(Referring expression pointing data)
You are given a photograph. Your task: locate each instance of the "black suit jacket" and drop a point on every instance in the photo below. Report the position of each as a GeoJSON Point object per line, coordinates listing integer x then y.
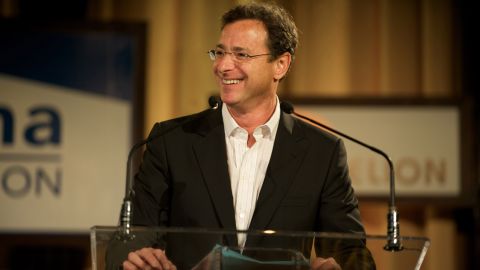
{"type": "Point", "coordinates": [184, 181]}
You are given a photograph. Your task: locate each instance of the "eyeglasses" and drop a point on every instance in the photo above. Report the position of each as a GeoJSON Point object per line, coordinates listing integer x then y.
{"type": "Point", "coordinates": [239, 56]}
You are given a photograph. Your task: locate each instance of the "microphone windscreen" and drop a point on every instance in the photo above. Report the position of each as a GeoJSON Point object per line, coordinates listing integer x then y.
{"type": "Point", "coordinates": [286, 107]}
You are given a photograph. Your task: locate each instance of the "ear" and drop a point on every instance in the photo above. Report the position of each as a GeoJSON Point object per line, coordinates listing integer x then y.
{"type": "Point", "coordinates": [281, 65]}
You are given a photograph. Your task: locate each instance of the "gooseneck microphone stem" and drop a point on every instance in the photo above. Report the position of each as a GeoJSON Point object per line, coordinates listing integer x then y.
{"type": "Point", "coordinates": [393, 226]}
{"type": "Point", "coordinates": [126, 211]}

- EXERCISE BRIEF: Write out the data in full and exactly as given, though without the images.

- SOLUTION BELOW:
You are given a photograph. Your task: locate each instance of the "black suit jacket" and drop a point on every instance in the photo below. Report the position of each as a GeoJSON Point object per line, coordinates listing integer x then y.
{"type": "Point", "coordinates": [184, 181]}
You are given a photograph. Your task: locate each instance of the "eyeglasses" and drop a point on every instance in the photo above. Report the position of each as a GeoJSON Point object per line, coordinates listing integer x then y.
{"type": "Point", "coordinates": [239, 56]}
You are given a photograph. Your task: locate each instance of the "microphone windscreen" and drop a point on every instance in the photo above. Report the position of each as a GeoJSON Point object per line, coordinates listing integer x then y.
{"type": "Point", "coordinates": [286, 107]}
You are given a photograph. Your task: locate each instance of the "ear" and drop a point on every instance in the photo above. Report the position of each as a GeoJSON Point object per line, coordinates listing integer x then y.
{"type": "Point", "coordinates": [281, 65]}
You are given a photograph. Your task: locate each instance of the "gooseneck microphone stem" and drop a point on every instance in the photo above. Report the position of each as a GeoJSON Point object per line, coordinates listing integer x then y.
{"type": "Point", "coordinates": [393, 226]}
{"type": "Point", "coordinates": [126, 211]}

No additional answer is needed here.